TASK GOAL — Output only the lines from the line holding "find every hillside" through the close of the records, exactly as they appear, with all pictures omitted.

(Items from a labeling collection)
☆ ☆ ☆ ☆

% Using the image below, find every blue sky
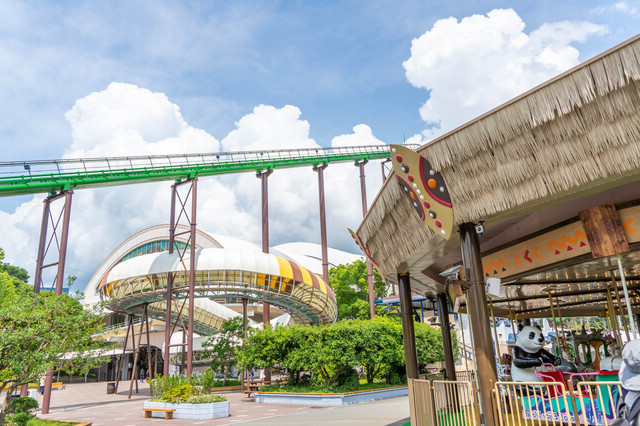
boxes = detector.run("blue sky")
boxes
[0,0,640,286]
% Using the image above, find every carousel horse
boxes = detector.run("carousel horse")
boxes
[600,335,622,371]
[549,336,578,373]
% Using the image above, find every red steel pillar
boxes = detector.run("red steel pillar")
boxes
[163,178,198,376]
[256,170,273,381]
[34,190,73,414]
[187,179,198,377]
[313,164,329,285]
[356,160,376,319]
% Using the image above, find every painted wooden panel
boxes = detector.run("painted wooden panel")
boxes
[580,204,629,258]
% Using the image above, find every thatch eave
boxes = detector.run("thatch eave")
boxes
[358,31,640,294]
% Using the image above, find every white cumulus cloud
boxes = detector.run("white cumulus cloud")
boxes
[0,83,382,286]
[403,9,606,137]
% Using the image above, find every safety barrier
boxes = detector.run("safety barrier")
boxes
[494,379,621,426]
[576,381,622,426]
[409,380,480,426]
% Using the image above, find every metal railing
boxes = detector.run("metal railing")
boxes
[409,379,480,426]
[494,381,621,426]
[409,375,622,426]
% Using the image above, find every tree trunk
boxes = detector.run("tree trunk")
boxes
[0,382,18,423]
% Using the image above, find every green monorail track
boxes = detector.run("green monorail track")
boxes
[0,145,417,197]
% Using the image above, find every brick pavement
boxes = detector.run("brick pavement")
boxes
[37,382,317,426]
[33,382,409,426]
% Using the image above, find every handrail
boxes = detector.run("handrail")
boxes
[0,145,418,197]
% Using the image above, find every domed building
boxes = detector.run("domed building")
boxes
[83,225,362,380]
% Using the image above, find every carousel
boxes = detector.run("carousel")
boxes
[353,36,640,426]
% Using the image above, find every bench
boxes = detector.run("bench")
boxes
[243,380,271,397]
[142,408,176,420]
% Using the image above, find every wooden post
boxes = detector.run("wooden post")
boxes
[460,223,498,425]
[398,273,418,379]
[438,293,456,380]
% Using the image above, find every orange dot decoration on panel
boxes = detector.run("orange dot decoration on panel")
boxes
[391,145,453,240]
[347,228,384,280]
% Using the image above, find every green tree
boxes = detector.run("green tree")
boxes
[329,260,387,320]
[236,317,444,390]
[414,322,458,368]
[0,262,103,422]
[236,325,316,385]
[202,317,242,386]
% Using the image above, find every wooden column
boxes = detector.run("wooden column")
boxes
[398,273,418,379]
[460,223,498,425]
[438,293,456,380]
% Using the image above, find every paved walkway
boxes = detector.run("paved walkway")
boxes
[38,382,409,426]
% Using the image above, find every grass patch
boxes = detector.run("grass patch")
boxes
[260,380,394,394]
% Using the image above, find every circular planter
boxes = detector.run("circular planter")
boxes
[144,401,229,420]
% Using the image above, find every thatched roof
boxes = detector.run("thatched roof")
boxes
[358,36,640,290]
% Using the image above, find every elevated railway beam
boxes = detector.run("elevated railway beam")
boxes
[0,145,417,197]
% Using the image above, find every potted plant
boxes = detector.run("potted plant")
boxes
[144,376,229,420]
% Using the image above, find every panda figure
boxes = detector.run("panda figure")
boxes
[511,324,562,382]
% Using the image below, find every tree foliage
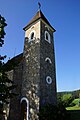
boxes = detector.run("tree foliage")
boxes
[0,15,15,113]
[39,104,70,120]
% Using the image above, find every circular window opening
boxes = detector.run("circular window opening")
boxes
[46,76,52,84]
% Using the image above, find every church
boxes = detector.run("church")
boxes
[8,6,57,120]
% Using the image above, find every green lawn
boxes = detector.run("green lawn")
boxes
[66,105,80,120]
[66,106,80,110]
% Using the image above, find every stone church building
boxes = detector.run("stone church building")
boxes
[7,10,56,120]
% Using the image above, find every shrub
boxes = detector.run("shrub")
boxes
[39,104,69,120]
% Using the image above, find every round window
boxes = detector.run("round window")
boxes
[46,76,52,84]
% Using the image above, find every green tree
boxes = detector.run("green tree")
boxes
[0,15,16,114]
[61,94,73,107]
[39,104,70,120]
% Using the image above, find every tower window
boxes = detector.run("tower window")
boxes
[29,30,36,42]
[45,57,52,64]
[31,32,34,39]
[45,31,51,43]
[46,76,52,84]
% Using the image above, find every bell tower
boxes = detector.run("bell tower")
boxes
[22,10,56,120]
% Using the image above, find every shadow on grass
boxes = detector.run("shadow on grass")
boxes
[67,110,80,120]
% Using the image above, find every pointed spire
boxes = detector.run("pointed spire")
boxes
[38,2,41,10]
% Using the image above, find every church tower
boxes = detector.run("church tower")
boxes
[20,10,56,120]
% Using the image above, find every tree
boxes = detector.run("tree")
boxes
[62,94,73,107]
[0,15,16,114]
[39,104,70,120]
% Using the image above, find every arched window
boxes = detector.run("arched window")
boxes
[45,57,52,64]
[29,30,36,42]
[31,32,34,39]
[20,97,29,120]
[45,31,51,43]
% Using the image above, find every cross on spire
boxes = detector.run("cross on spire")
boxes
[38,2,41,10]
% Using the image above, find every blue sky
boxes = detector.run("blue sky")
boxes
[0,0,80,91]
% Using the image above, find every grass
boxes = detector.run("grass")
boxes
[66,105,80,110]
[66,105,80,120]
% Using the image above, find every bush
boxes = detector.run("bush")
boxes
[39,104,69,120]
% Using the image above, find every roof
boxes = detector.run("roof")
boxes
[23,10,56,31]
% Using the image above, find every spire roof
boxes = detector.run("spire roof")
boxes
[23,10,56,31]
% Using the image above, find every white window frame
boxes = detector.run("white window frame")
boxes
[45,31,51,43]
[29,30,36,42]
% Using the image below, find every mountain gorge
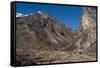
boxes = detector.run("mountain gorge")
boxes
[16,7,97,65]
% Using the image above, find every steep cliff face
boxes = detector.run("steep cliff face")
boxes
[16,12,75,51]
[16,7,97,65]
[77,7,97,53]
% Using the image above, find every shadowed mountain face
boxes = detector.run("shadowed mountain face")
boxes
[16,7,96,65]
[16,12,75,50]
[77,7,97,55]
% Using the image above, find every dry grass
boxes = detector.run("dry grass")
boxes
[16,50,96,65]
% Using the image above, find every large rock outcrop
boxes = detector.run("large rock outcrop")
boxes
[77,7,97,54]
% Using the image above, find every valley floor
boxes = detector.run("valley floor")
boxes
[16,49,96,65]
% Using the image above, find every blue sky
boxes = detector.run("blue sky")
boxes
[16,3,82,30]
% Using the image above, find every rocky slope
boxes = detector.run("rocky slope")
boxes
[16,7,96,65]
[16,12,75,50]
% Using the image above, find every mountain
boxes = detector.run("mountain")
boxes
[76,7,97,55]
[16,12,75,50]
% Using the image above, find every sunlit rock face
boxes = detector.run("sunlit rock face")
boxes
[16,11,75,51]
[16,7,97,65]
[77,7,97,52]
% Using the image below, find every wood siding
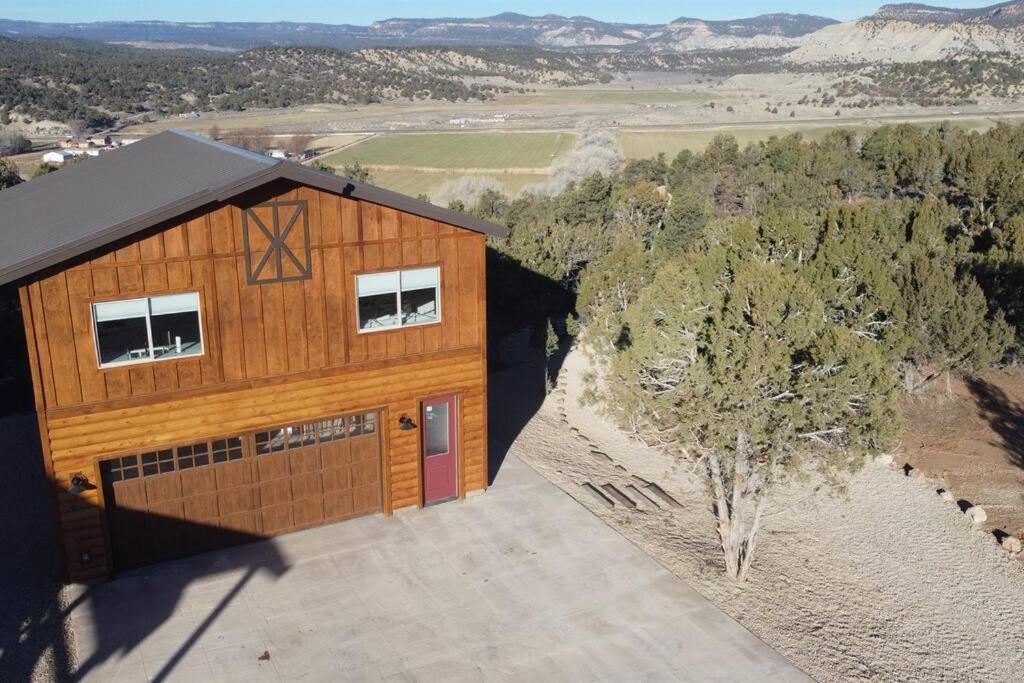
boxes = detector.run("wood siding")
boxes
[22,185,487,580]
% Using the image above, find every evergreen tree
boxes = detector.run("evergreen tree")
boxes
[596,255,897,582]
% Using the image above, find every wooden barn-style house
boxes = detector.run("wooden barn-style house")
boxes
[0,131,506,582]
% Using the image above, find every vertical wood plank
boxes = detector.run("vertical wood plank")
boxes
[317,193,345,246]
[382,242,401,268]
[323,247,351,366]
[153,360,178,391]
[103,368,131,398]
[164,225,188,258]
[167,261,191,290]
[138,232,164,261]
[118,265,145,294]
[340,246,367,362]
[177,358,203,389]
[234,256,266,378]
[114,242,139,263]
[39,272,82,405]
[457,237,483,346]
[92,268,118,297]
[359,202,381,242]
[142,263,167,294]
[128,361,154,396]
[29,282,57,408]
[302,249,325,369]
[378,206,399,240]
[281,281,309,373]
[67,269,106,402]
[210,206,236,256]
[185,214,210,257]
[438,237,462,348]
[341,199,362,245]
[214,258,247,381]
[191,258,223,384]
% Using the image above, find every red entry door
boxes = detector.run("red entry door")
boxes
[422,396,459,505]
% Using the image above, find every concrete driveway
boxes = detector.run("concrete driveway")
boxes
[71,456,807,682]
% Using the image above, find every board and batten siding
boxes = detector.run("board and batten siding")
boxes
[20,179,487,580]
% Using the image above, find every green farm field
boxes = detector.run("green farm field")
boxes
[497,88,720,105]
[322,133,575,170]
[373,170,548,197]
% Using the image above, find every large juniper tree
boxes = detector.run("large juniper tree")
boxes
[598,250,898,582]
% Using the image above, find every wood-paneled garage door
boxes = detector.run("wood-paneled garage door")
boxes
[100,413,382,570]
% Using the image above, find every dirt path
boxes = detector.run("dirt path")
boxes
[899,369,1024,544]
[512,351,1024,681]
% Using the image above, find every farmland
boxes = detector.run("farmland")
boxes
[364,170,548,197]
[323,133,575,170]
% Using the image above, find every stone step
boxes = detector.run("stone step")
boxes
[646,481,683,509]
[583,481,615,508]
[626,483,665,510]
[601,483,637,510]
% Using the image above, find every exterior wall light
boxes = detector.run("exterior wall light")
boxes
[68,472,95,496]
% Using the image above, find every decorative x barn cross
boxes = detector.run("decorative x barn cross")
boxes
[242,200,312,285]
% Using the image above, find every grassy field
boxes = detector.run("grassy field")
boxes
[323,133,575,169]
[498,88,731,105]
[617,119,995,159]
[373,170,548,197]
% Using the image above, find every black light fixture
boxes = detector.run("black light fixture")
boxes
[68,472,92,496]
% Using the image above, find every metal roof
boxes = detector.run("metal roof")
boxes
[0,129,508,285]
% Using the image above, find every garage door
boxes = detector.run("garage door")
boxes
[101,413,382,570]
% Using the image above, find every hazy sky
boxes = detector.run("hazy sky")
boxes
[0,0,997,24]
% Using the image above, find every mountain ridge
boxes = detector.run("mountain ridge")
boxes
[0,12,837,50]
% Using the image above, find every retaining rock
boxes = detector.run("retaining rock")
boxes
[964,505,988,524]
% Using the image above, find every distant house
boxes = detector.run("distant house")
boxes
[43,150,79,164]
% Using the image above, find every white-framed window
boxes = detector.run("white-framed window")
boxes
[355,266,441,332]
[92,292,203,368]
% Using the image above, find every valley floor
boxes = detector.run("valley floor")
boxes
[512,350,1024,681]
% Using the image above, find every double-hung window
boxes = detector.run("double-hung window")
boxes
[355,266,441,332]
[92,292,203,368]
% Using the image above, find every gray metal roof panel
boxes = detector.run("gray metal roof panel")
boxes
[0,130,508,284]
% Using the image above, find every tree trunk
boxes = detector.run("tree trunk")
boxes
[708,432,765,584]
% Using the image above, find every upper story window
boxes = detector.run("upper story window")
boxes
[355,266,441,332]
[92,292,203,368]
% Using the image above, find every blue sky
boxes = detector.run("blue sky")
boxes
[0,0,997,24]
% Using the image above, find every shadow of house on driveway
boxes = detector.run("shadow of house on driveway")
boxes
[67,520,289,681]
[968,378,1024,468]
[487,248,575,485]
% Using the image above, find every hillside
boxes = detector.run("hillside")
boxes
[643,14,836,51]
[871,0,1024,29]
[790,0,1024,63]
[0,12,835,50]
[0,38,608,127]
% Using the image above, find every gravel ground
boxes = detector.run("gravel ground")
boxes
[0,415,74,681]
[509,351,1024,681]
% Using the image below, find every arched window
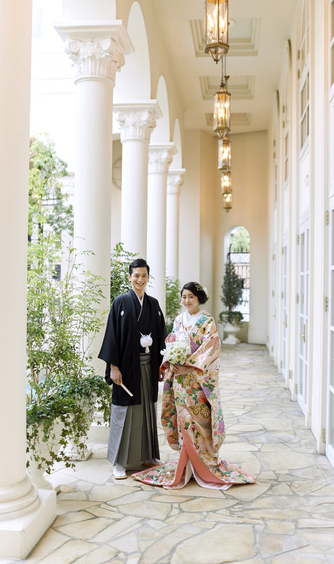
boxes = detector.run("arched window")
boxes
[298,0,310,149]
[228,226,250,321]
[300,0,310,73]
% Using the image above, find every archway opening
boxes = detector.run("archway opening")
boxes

☆ ☆ ☆ ☆

TASK OUTPUT —
% Using the image above, find every hillside
boxes = detector.run("hillside")
boxes
[643,14,836,51]
[871,0,1024,29]
[790,0,1024,63]
[0,12,835,50]
[0,38,608,127]
% Using the image above, find every gravel ground
boxes = detector.run("gravel ground")
boxes
[0,415,74,681]
[509,351,1024,681]
% Using the image below, find every arched window
boxes = detector.run("arched window")
boxes
[298,0,310,149]
[228,226,250,321]
[300,0,310,73]
% Using the image above, find every archway opening
boxes = detector.run("archway opening")
boxes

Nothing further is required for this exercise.